Task brief:
An exact transcription of every entry is required, with the images left out.

+ + + + + + +

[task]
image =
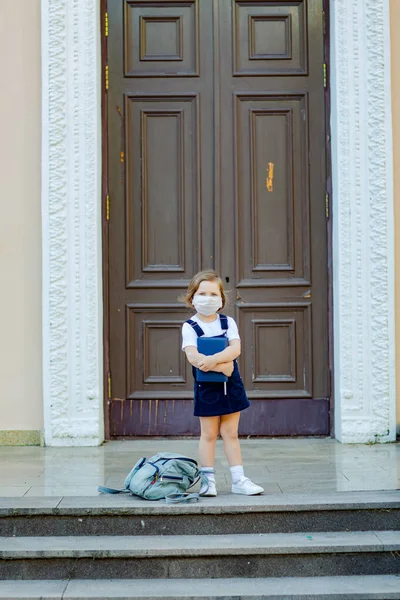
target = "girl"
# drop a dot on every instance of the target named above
(218, 408)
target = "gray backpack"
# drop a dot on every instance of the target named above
(164, 475)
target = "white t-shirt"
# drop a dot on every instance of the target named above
(189, 336)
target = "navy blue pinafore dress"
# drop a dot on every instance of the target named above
(210, 399)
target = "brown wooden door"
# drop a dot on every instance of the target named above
(217, 159)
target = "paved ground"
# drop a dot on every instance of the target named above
(279, 465)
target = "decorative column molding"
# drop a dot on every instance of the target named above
(363, 235)
(71, 219)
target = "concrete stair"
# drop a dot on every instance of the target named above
(344, 545)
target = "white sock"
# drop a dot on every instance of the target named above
(209, 472)
(237, 473)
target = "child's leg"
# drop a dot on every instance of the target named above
(208, 439)
(229, 432)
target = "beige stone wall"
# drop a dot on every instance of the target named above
(395, 53)
(20, 223)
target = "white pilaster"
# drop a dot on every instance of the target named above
(363, 236)
(71, 217)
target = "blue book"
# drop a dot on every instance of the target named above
(209, 346)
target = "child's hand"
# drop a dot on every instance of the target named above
(207, 363)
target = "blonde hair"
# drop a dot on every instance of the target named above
(194, 285)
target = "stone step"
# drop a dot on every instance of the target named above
(225, 514)
(202, 556)
(376, 587)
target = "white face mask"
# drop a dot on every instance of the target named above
(207, 305)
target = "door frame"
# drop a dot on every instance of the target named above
(105, 199)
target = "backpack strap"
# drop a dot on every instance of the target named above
(182, 498)
(196, 327)
(223, 322)
(105, 490)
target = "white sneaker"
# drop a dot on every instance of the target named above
(247, 487)
(208, 489)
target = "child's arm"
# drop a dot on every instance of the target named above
(208, 363)
(225, 368)
(195, 358)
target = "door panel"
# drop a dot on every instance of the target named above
(271, 170)
(161, 155)
(216, 159)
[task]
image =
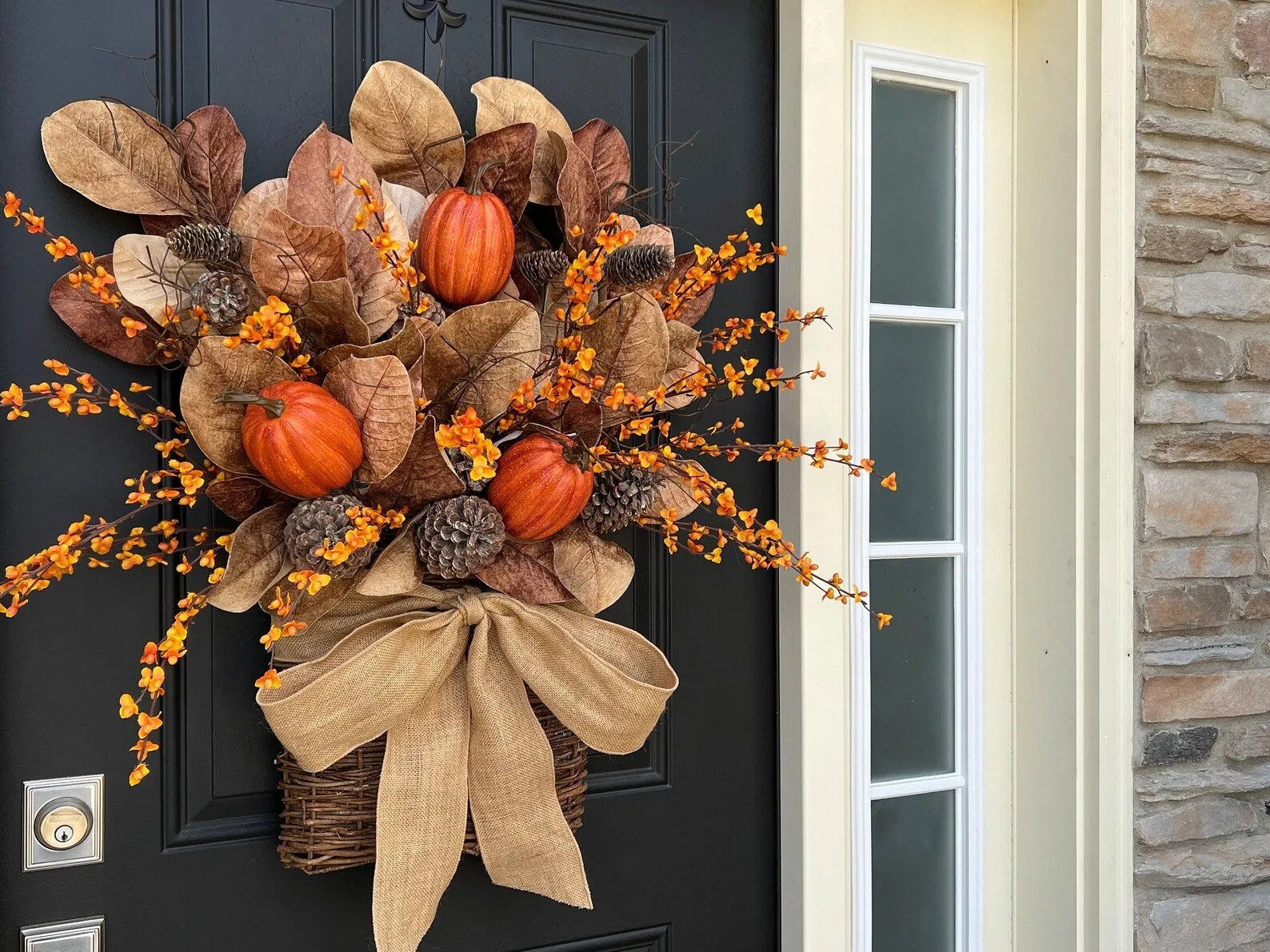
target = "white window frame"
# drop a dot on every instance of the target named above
(967, 82)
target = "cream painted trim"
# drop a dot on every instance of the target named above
(1079, 895)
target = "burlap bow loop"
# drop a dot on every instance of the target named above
(444, 675)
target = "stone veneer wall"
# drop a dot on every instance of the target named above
(1203, 444)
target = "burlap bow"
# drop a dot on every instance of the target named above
(461, 733)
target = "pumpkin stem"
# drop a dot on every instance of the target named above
(274, 408)
(475, 188)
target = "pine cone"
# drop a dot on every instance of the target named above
(212, 244)
(323, 522)
(457, 537)
(641, 265)
(225, 298)
(462, 465)
(540, 267)
(619, 498)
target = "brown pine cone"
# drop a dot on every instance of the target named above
(321, 524)
(457, 537)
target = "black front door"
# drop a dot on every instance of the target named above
(680, 838)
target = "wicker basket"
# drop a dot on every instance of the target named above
(328, 819)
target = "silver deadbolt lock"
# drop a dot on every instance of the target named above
(64, 823)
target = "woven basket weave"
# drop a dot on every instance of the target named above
(328, 818)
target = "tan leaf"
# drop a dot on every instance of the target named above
(215, 368)
(328, 317)
(697, 308)
(214, 149)
(406, 345)
(610, 157)
(315, 198)
(632, 341)
(579, 196)
(118, 157)
(405, 126)
(594, 570)
(507, 102)
(511, 181)
(238, 496)
(376, 390)
(479, 356)
(98, 324)
(425, 475)
(409, 202)
(250, 209)
(377, 301)
(526, 570)
(151, 277)
(673, 492)
(258, 555)
(289, 255)
(397, 568)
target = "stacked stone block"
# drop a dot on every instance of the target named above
(1203, 444)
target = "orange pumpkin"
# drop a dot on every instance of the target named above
(537, 489)
(466, 244)
(300, 437)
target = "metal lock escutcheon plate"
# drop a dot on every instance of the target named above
(64, 823)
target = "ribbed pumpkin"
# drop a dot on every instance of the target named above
(300, 437)
(537, 490)
(466, 244)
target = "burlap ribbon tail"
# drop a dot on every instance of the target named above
(444, 675)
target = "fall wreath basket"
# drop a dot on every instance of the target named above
(328, 818)
(427, 375)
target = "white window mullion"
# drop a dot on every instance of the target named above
(963, 551)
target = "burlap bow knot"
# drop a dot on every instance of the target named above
(444, 675)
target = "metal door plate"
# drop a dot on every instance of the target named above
(78, 936)
(36, 796)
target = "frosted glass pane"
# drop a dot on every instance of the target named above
(911, 431)
(915, 874)
(913, 194)
(912, 668)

+ + + + + + +

Solution to this task:
[task]
image =
target = "girl"
# drop a dot on every instance of the target named above
(218, 408)
target = "gray backpack"
# drop a dot on every instance of the target named above
(164, 475)
target = "white t-shirt"
# drop a dot on every instance of the target named above
(189, 336)
target = "navy blue pinafore dress"
# drop a dot on every instance of the target named above
(210, 399)
target = "brown wooden door"
# drop a dot on every instance of the target named above
(217, 159)
target = "paved ground"
# drop a dot on every instance of the target named above
(279, 465)
target = "decorative column molding"
# drop a dot on every instance of the target named above
(363, 235)
(71, 219)
target = "concrete stair"
# drop a dot on every instance of the target named above
(344, 545)
target = "white sock"
# drop a dot on every instance of the target named above
(209, 472)
(237, 473)
target = "child's leg"
# drop a dot on every instance of the target named above
(208, 439)
(229, 432)
target = "beige stone wall"
# drop a dot on every instance of the target named above
(395, 53)
(20, 223)
target = "white pilaster"
# drop a dot on every instance of the target named above
(363, 236)
(71, 217)
target = "blue book"
# drop a dot on every instance of the target named above
(209, 346)
target = "child's hand"
# drop a dot on every instance of the target named above
(207, 363)
target = "blonde hair"
# drop a dot on every instance of the target named above
(194, 285)
target = "stone step"
# drop a dot on every instance of the target named above
(225, 514)
(202, 556)
(376, 587)
target = "white face mask"
# drop a dot on every instance of the target named above
(207, 305)
target = "door frame"
# drop a dot on every instance of the target named above
(105, 199)
target = "backpack strap"
# drop a dot on every instance of the target named above
(182, 498)
(196, 327)
(223, 322)
(105, 490)
target = "white sneaker"
# drop a dot on every instance of the target named above
(247, 487)
(208, 489)
target = "child's arm"
# drop a dot on every instance of the target named above
(208, 363)
(225, 368)
(195, 358)
target = "door panel"
# drop a dot on every instance of the target named above
(271, 170)
(161, 155)
(216, 159)
[task]
image =
target = "white window frame"
# drop a dot on every instance of the target named above
(967, 82)
target = "cream painted trim"
# drop a dot on every instance of the target named above
(1079, 895)
target = "burlap bow loop"
# drop a dot on every instance of the target named above
(444, 675)
target = "stone veneer wall"
# drop a dot on every instance of the target named above
(1203, 444)
target = "burlap bow"
# drop a dot on every instance of the target named above
(461, 733)
target = "pumpkin stem"
# drop a dot on every instance of the target named above
(274, 408)
(475, 188)
target = "pine cone"
# drop a dot on every instance of the target named above
(212, 244)
(323, 522)
(457, 537)
(641, 265)
(225, 298)
(462, 465)
(540, 267)
(619, 498)
target = "brown pine cone"
# drop a dot on every instance of the target named above
(321, 524)
(457, 537)
target = "black front door"
# drop a dot on every instance of the target named above
(680, 838)
target = "wicker basket"
# drop a dot on every instance of the target named above
(328, 819)
target = "silver deadbolt lock"
# drop a dot on every instance of the target named above
(64, 823)
target = "woven basket weave"
# drop a dot on every instance of the target named above
(328, 818)
target = "tan leaf"
# drop a dot on every instance of the target named above
(215, 368)
(328, 317)
(697, 308)
(214, 149)
(406, 345)
(610, 157)
(315, 198)
(632, 341)
(579, 196)
(118, 157)
(405, 126)
(594, 570)
(507, 102)
(511, 181)
(238, 496)
(376, 390)
(479, 356)
(98, 324)
(425, 475)
(409, 202)
(250, 209)
(377, 301)
(526, 570)
(151, 277)
(673, 492)
(258, 555)
(289, 255)
(397, 568)
target = "stacked stone block"
# drop a dot on every instance of the target named above
(1203, 444)
target = "orange pumpkin"
# drop a dot on every instance of the target named above
(537, 489)
(466, 244)
(300, 437)
target = "metal lock escutcheon plate"
# drop a dot on every instance of the target named above
(64, 823)
target = "ribbed pumpkin"
# drop a dot on every instance of the target named above
(300, 437)
(537, 490)
(466, 244)
target = "burlap ribbon tail"
# drop a dot on every instance of the target named above
(444, 675)
target = "fall wreath basket"
# drop a dot on every instance of the target named above
(328, 818)
(427, 375)
target = "white window mullion"
# drop a dot on every instance of the target named above
(963, 551)
target = "burlap bow knot"
# drop a dot on every instance of the target named above
(444, 675)
target = "metal door plate"
# drop a dot on every instance of the target named above
(78, 936)
(36, 796)
target = "frosted glass pane"
# drop a dot on every instance of the target named above
(911, 431)
(915, 874)
(913, 194)
(912, 668)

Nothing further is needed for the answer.